* [Enunciado A] Transcreva o trecho do texto sobre o filme Roma que começa em "Calma, não vou" e termina em "narrativa das causas.".
* [Enunciado B] Reproduza as linhas dos registros que começam na linha que contém "Task: annotate the teal painted wall." e terminam no fim dos registros, trocando "teal" por "turquoise" e mantendo todo o restante inalterado.

Compreendo quem não tenha gostado de Roma, porém. Filme em preto e branco, de ritmo bem lento, quase sem história, precisa dizer mais? É natural que dê sono em dez minutos em quem só espera do cinema histórias contadas em ritmo frenético de videoclipe, focadas quase que unicamente na trama, entretendo rapidamente e mantendo o mesmo pique até o fim. Quem consome cinema assim só poderá se irritar com Roma, cuja história é conduzida pelo enquadramento das imagens, mais que pela narrativa ou diálogos, quase inexistentes, aliás.

Calma, não vou entrar em tecnicismos que só interessam aos entendidos na arte de fazer cinema. Se falei em enquadramento é porque isso salta aos olhos de quem assiste. Quase todas as cenas foram filmadas a meia distância, com poucos zooms e raras vezes com ponto de vista óbvio. O filme “pede” para que o espectador preste atenção nisso, na posição do olhar com que se está mostrando tudo, e que ali permaneça acompanhando os personagens de longe, unicamente pelo que lhes acontece, já que pouco agem, e sem maior explicação ou narrativa das causas.

* [Registros listados]
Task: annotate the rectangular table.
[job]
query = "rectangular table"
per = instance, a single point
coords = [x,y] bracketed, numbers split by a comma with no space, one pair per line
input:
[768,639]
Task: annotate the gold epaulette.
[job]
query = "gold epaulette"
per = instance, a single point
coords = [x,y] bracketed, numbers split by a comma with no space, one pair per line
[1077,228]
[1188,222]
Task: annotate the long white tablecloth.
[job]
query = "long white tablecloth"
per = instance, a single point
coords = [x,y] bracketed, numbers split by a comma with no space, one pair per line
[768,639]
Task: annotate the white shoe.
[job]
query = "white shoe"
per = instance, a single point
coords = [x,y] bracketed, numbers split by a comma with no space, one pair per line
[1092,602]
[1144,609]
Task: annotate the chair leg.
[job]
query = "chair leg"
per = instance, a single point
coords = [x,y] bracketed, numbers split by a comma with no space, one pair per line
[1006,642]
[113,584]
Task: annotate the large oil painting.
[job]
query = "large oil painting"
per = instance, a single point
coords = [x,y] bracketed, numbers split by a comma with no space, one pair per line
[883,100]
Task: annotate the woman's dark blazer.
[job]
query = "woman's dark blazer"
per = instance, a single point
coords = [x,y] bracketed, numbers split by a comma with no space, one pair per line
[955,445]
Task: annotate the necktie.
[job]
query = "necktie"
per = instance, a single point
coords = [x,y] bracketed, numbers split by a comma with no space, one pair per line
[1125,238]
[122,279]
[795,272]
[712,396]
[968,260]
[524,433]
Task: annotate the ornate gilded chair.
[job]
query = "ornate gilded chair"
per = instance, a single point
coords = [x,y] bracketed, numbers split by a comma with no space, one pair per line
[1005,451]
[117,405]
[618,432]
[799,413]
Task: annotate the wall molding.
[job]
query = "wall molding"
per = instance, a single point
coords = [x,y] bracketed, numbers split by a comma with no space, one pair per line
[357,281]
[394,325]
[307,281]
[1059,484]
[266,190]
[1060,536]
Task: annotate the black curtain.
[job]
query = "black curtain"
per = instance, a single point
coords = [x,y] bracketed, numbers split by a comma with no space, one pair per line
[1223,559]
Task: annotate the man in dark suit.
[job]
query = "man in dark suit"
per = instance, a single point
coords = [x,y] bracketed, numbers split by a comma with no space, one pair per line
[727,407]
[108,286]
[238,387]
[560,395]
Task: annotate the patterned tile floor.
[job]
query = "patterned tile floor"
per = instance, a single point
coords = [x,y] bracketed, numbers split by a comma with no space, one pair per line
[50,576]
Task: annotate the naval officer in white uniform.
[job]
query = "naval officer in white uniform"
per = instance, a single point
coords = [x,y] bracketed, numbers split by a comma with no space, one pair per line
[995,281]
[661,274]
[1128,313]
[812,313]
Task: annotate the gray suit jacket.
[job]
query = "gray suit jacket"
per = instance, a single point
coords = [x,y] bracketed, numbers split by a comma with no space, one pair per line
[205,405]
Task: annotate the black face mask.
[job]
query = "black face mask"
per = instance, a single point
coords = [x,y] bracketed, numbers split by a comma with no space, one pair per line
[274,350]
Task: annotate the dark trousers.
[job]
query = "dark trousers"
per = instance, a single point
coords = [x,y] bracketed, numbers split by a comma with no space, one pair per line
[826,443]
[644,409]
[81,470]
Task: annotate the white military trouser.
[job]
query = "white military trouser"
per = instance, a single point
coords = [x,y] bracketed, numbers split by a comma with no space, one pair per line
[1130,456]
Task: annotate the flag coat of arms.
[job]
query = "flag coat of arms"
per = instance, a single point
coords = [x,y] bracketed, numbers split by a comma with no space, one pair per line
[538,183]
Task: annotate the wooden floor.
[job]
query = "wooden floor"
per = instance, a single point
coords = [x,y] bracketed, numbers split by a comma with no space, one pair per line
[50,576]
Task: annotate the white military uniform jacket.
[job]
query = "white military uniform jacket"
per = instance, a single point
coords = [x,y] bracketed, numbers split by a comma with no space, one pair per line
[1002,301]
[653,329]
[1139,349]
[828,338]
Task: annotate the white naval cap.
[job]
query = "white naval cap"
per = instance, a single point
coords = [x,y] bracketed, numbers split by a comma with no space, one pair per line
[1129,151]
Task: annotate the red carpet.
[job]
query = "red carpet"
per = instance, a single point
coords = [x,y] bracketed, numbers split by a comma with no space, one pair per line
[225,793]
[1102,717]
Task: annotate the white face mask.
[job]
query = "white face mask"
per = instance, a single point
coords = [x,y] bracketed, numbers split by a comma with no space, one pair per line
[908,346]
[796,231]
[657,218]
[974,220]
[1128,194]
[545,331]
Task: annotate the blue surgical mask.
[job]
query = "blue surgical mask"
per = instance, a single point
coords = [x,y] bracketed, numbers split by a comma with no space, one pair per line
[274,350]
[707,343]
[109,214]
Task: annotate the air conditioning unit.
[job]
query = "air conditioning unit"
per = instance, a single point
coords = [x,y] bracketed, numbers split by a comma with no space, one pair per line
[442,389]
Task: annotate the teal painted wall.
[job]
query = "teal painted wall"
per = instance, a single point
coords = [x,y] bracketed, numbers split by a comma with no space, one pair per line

* [Resposta completa A]
Calma, não vou entrar em tecnicismos que só interessam aos entendidos na arte de fazer cinema. Se falei em enquadramento é porque isso salta aos olhos de quem assiste. Quase todas as cenas foram filmadas a meia distância, com poucos zooms e raras vezes com ponto de vista óbvio. O filme “pede” para que o espectador preste atenção nisso, na posição do olhar com que se está mostrando tudo, e que ali permaneça acompanhando os personagens de longe, unicamente pelo que lhes acontece, já que pouco agem, e sem maior explicação ou narrativa das causas.

* [Resposta completa B]
Task: annotate the turquoise painted wall.
[job]
query = "turquoise painted wall"
per = instance, a single point
coords = [x,y] bracketed, numbers split by a comma with no space, one pair per line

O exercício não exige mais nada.